Exercise brief.
Each line below should be written out again exactly.

Saved entries
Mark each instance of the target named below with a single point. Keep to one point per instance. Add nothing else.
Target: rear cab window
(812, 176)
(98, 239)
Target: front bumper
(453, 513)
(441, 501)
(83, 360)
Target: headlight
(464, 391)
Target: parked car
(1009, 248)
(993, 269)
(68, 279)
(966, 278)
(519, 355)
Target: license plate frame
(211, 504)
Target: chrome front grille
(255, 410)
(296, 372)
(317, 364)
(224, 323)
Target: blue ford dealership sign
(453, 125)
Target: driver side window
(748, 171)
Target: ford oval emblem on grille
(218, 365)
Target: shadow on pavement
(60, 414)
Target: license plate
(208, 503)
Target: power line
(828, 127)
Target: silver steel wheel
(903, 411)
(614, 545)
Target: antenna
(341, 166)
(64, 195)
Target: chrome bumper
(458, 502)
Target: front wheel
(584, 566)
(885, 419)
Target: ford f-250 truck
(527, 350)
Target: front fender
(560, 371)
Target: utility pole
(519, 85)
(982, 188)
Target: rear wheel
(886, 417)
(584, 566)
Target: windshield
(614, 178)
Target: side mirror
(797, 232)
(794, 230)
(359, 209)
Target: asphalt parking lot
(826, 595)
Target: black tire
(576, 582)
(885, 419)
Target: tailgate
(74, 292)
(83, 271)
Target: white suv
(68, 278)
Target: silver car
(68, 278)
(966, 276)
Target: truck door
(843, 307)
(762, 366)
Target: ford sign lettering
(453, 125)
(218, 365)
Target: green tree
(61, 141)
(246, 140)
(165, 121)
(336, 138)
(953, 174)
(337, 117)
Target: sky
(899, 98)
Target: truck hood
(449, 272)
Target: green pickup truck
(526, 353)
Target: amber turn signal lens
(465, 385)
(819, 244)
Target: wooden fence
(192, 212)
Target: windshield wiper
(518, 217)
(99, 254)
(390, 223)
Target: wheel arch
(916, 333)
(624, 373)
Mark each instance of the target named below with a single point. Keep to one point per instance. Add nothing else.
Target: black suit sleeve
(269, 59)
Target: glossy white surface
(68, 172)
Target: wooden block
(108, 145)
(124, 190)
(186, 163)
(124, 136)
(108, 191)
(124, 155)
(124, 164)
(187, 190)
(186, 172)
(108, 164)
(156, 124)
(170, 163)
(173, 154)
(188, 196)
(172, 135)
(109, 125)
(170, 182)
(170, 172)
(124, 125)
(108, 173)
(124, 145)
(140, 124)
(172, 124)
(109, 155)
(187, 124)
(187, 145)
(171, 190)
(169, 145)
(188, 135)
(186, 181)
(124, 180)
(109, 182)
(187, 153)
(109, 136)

Solution for this problem.
Mark each instance of the target named below with a single point. Keep to one point per instance. Add nothing else.
Target: rear cab window
(812, 176)
(98, 239)
Target: front bumper
(453, 513)
(441, 501)
(83, 360)
Target: headlight
(464, 391)
Target: parked car
(1009, 248)
(993, 269)
(68, 279)
(966, 278)
(519, 355)
Target: license plate frame
(211, 504)
Target: chrome front grille
(255, 410)
(296, 372)
(317, 364)
(224, 323)
Target: blue ford dealership sign
(453, 125)
Target: driver side window
(748, 171)
Target: ford oval emblem on grille
(218, 365)
Target: shadow on pavement
(60, 414)
Target: license plate
(208, 503)
Target: power line
(828, 127)
Target: silver steel wheel
(903, 411)
(614, 545)
Target: antenna
(341, 166)
(64, 195)
Target: chrome bumper
(458, 502)
Target: front wheel
(584, 566)
(885, 419)
Target: ford f-250 truck
(527, 350)
Target: front fender
(560, 371)
Target: utility pole
(519, 85)
(982, 188)
Target: rear wheel
(886, 417)
(584, 566)
Target: windshield
(614, 178)
Target: side mirror
(797, 232)
(794, 230)
(359, 209)
Target: asphalt parking lot
(826, 595)
Target: black tire
(576, 582)
(885, 419)
Target: tailgate
(74, 292)
(83, 271)
Target: white suv
(68, 278)
Target: silver car
(68, 278)
(966, 276)
Target: truck door
(843, 307)
(762, 366)
Target: ford sign lettering
(453, 125)
(218, 365)
Target: green tree
(61, 141)
(246, 140)
(165, 121)
(336, 138)
(953, 174)
(337, 117)
Target: sky
(899, 98)
Target: truck hood
(449, 272)
Target: green pickup truck
(526, 353)
Target: amber turn signal lens
(465, 385)
(819, 244)
Target: wooden fence
(192, 212)
Target: windshield wiper
(518, 217)
(99, 254)
(390, 223)
Target: wheel arch
(916, 333)
(624, 373)
Mark each instance of the target named below with a single point. Keep to one point per instance. Add nothing else.
Target: black suit sleeve
(269, 59)
Target: glossy white surface
(68, 172)
Target: wooden block
(108, 145)
(124, 190)
(186, 163)
(124, 136)
(108, 191)
(124, 155)
(124, 164)
(187, 190)
(186, 172)
(108, 164)
(156, 124)
(170, 163)
(173, 154)
(188, 196)
(172, 135)
(109, 125)
(170, 182)
(170, 172)
(124, 125)
(108, 173)
(124, 145)
(140, 124)
(172, 124)
(109, 155)
(187, 124)
(187, 145)
(171, 190)
(169, 145)
(188, 135)
(186, 181)
(124, 180)
(109, 182)
(187, 153)
(109, 136)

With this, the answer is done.